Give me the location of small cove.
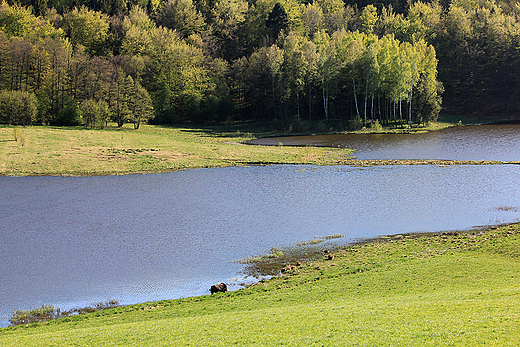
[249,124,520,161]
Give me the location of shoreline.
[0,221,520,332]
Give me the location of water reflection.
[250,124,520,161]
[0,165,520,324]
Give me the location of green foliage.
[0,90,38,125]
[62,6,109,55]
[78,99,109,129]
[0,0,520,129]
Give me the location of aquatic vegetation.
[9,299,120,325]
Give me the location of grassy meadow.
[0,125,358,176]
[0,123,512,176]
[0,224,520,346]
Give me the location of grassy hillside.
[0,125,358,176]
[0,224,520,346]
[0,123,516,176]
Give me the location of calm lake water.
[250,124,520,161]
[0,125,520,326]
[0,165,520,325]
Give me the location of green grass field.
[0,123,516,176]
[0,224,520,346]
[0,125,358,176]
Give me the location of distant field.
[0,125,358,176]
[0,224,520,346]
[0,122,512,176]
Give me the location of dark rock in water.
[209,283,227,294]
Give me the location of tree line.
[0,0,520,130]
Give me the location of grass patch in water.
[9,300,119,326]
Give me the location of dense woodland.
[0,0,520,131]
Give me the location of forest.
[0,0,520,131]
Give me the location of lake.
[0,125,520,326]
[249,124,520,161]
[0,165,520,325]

...

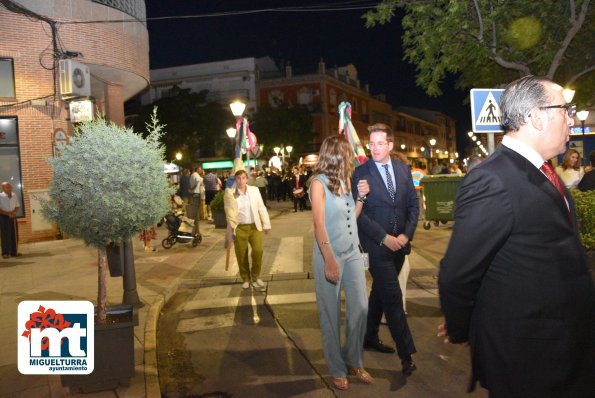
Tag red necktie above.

--

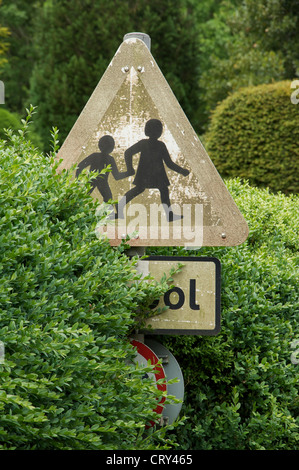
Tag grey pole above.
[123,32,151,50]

What the task asks: Lay out the lines of the data above as a JSON list of strings, one string per line, starting at the line that contains "Give me the location of small cove." and ending at the line that contains "[0,165,520,324]". Skip blank lines and leave the pictures out.

Task answer:
[
  "Give me the location of small cove.",
  "[249,124,520,161]",
  "Give me the location of shoreline.",
  "[0,221,520,332]",
  "Give me the location of water reflection.",
  "[250,124,520,161]",
  "[0,165,520,324]"
]